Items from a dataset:
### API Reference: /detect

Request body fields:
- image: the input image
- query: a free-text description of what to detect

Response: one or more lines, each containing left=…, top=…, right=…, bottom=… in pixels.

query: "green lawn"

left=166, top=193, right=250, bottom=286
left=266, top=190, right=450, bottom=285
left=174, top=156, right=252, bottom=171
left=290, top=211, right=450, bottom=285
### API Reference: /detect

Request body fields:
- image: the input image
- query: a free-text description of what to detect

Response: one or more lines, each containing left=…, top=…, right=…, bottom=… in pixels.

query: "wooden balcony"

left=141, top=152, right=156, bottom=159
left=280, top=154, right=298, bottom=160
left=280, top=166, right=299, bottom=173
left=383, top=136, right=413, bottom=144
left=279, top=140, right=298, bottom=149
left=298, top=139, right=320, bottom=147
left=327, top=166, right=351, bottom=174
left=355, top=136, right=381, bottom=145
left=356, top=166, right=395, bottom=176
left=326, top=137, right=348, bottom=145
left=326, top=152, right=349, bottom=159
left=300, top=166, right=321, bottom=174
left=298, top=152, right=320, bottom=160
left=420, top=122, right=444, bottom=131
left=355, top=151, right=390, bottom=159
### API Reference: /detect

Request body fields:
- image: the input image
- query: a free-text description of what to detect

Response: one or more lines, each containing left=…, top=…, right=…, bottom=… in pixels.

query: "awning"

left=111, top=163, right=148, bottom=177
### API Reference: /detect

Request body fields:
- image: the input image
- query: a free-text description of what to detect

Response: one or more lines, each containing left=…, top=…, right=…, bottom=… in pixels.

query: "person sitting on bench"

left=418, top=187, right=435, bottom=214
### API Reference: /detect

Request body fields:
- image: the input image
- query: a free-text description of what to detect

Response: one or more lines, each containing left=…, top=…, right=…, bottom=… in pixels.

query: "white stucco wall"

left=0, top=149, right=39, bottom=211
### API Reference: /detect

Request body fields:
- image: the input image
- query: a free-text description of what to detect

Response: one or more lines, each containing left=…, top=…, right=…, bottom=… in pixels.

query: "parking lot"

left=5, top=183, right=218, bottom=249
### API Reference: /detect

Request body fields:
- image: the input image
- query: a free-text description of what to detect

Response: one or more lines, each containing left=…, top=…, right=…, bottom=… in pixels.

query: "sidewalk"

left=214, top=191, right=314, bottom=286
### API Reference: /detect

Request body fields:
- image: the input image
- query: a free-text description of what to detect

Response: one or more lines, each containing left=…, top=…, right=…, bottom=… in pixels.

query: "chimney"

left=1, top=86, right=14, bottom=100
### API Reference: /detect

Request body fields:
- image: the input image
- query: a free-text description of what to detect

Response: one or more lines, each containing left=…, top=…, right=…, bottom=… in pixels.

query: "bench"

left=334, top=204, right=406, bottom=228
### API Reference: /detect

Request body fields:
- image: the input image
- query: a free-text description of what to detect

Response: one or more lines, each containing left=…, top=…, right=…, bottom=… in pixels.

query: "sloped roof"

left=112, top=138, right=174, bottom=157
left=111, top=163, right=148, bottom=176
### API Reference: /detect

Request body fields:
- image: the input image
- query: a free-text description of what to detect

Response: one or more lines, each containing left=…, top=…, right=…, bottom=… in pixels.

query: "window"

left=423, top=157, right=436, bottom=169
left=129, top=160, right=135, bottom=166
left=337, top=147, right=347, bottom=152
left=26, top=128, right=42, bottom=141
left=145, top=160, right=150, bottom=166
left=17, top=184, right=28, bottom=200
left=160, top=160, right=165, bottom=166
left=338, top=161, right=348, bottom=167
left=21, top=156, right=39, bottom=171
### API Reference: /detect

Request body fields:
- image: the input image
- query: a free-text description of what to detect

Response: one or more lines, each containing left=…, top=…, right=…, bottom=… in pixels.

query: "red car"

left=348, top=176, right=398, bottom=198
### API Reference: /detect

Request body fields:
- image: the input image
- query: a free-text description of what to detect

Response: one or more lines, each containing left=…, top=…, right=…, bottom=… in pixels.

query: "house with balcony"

Work item: Extract the complete set of records unchanged.

Result of the task:
### API Reference: /detect

Request body fields:
- image: the input image
- query: a free-text description of what to detect

Response: one or more lines, each containing left=…, top=…, right=…, bottom=… in pixels.

query: "green lawn"

left=166, top=193, right=250, bottom=286
left=266, top=190, right=450, bottom=285
left=174, top=156, right=252, bottom=171
left=290, top=211, right=450, bottom=285
### API Reference: /detect

Request body fields:
- image: the input image
- query: a free-text description of what to detect

Response: one or more lines, each containing left=…, top=…, right=…, bottom=… in pixels.

query: "wooden balcony"

left=141, top=152, right=156, bottom=159
left=280, top=154, right=298, bottom=160
left=280, top=166, right=299, bottom=173
left=383, top=136, right=413, bottom=144
left=279, top=140, right=298, bottom=149
left=298, top=139, right=320, bottom=147
left=327, top=166, right=351, bottom=174
left=355, top=136, right=381, bottom=145
left=356, top=166, right=395, bottom=176
left=326, top=137, right=348, bottom=145
left=326, top=152, right=349, bottom=159
left=300, top=166, right=321, bottom=174
left=298, top=152, right=320, bottom=160
left=420, top=122, right=444, bottom=131
left=355, top=151, right=390, bottom=159
### API Reference: /detect

Request body fields:
- image: the input image
- query: a free-text description of what to detect

Response: one or more lines, each containing left=…, top=…, right=…, bottom=… in pixels.

query: "awning"

left=111, top=163, right=148, bottom=177
### API Reference: /detect

Request body fields:
- image: the input image
- query: a free-text description of what to detect

Response: one or more lines, each containing left=…, top=…, right=…, bottom=… in pixels.

query: "person sitting on bench"

left=418, top=187, right=435, bottom=214
### API Reference: /detect

Request body fields:
- image: the input image
- query: a free-text description of what to detect

Response: one or more lines, each containing left=…, top=…, right=…, bottom=… in pixels.

query: "white stucco wall"

left=0, top=149, right=39, bottom=211
### API Reference: /detect

Request body fields:
- image: the input image
- query: a free-text description of what to detect

Response: one or more lines, each containing left=…, top=…, right=…, bottom=… in pixels.

query: "parking lot"

left=5, top=183, right=218, bottom=249
### API Reference: /detect

Request body fields:
- image: the input image
- query: a free-text description of what to detect

Response: one or more lines, each containing left=…, top=…, right=…, bottom=… in pixels.

query: "sidewalk"

left=214, top=191, right=314, bottom=286
### API Reference: /detect

Request body fields:
- image: the input image
- query: a free-text description of what to detect

Response: one or more lines, each containing left=…, top=…, right=…, bottom=… in pixels.

query: "chimney"

left=1, top=86, right=14, bottom=100
### API Reference: /detect

Request body fields:
- image: the input image
- query: a free-text description of what to detect

Response: one or more lines, each containing left=…, top=…, right=…, bottom=… in pixels.

query: "bench"

left=334, top=204, right=406, bottom=228
### API Reference: /detect

Request body fields:
- image: the input image
- query: a free-text description of what to detect

Response: one or more lines, each containing left=…, top=…, right=…, bottom=… in pixels.

query: "sloped roof"

left=112, top=138, right=174, bottom=157
left=111, top=163, right=148, bottom=176
### API Reference: /detect

Request body fields:
- image: the input image
- query: a free-text description of what to detect

Response: one or more lines, each containing left=…, top=…, right=…, bottom=… in pixels.

query: "window"

left=423, top=157, right=436, bottom=169
left=129, top=160, right=135, bottom=166
left=337, top=147, right=347, bottom=152
left=26, top=128, right=42, bottom=141
left=145, top=160, right=150, bottom=166
left=17, top=184, right=28, bottom=200
left=160, top=160, right=165, bottom=166
left=338, top=161, right=348, bottom=167
left=21, top=156, right=39, bottom=171
### API Reference: /detect

Request body fields:
- image: the input image
- query: a free-text description of what to detect

Response: one or more lines, each containing left=…, top=…, right=…, bottom=… in pixels.

query: "red car"

left=348, top=176, right=398, bottom=198
### API Reference: /detect

Request body fields:
- image: the input image
- query: a free-text description of what to detect

Response: one or more lines, each containing left=…, top=…, right=…, bottom=… in pixels.

query: "house with balcony"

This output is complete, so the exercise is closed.